- _EXERCISE DIRECTIONS_:
Repeat each entry in full, exactly.

- _DATA LISTING_:
- - -

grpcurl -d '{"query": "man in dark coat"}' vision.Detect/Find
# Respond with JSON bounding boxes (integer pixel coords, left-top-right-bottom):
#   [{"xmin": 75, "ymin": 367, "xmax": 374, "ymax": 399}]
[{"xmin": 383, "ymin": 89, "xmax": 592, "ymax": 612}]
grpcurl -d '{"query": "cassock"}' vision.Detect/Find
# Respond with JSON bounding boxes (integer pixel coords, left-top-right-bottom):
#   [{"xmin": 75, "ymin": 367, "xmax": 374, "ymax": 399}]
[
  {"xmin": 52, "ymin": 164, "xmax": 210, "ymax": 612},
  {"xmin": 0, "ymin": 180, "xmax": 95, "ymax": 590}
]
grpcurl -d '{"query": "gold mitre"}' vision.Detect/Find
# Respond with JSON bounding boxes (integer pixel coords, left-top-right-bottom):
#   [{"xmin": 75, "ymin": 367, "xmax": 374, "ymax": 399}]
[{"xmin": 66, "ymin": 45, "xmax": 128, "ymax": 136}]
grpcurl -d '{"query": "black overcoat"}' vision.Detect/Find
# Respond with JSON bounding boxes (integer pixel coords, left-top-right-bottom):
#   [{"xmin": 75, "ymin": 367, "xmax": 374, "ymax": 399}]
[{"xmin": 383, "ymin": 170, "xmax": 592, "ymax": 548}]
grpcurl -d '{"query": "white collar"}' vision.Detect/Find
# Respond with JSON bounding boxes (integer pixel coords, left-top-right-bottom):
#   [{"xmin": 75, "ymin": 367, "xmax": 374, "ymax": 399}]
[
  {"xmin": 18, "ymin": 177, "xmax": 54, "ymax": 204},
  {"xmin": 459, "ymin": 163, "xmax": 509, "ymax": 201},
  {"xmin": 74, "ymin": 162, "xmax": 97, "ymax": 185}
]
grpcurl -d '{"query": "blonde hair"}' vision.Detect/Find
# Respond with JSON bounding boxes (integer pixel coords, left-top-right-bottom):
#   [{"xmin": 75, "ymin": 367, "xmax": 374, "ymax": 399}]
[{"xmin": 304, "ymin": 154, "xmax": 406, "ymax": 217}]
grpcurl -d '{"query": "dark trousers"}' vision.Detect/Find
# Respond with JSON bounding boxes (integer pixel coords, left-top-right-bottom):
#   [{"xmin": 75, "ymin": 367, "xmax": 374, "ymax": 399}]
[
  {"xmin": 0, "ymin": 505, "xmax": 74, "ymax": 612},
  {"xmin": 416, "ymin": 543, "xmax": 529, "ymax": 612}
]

- - -

- _EXERCISE SOLUTION_:
grpcurl -d '{"query": "man in dark coat"}' vision.Detect/Find
# Respond with JSON bounding boxes (integer pixel coords, left-top-right-bottom):
#   [{"xmin": 75, "ymin": 367, "xmax": 374, "ymax": 399}]
[{"xmin": 383, "ymin": 89, "xmax": 592, "ymax": 612}]
grpcurl -d '{"query": "cassock"}' vision.Detect/Find
# Respond with JSON bounding boxes (integer pixel coords, left-top-right-bottom):
#   [{"xmin": 75, "ymin": 367, "xmax": 374, "ymax": 399}]
[
  {"xmin": 52, "ymin": 164, "xmax": 210, "ymax": 612},
  {"xmin": 0, "ymin": 180, "xmax": 95, "ymax": 590}
]
grpcurl -d '{"query": "gold mitre"}' vision.Detect/Find
# Respond with JSON bounding boxes (integer pixel coords, left-top-right-bottom):
#   [{"xmin": 75, "ymin": 367, "xmax": 374, "ymax": 399}]
[{"xmin": 66, "ymin": 45, "xmax": 128, "ymax": 136}]
grpcurl -d '{"query": "black overcoat"}' vision.Detect/Find
# Respond with JSON bounding boxes (integer pixel coords, left-top-right-bottom):
#   [{"xmin": 75, "ymin": 367, "xmax": 374, "ymax": 399}]
[{"xmin": 383, "ymin": 170, "xmax": 592, "ymax": 548}]
grpcurl -d '{"query": "white collar"}' vision.Detect/Find
# Respond with JSON bounding boxes (integer pixel coords, left-top-right-bottom):
#   [{"xmin": 75, "ymin": 367, "xmax": 374, "ymax": 399}]
[
  {"xmin": 18, "ymin": 177, "xmax": 54, "ymax": 204},
  {"xmin": 459, "ymin": 163, "xmax": 509, "ymax": 201},
  {"xmin": 74, "ymin": 162, "xmax": 97, "ymax": 185}
]
grpcurl -d '{"query": "blonde hair"}' vision.Detect/Find
# Respond with JSON bounding boxes (integer pixel coords, left-top-right-bottom):
#   [{"xmin": 75, "ymin": 367, "xmax": 374, "ymax": 399}]
[{"xmin": 304, "ymin": 154, "xmax": 406, "ymax": 217}]
grpcurl -d '{"query": "dark trousers"}' vision.Detect/Find
# Respond with JSON bounding boxes (integer pixel coords, left-top-right-bottom):
#   [{"xmin": 75, "ymin": 367, "xmax": 374, "ymax": 399}]
[
  {"xmin": 0, "ymin": 505, "xmax": 74, "ymax": 612},
  {"xmin": 416, "ymin": 543, "xmax": 529, "ymax": 612}
]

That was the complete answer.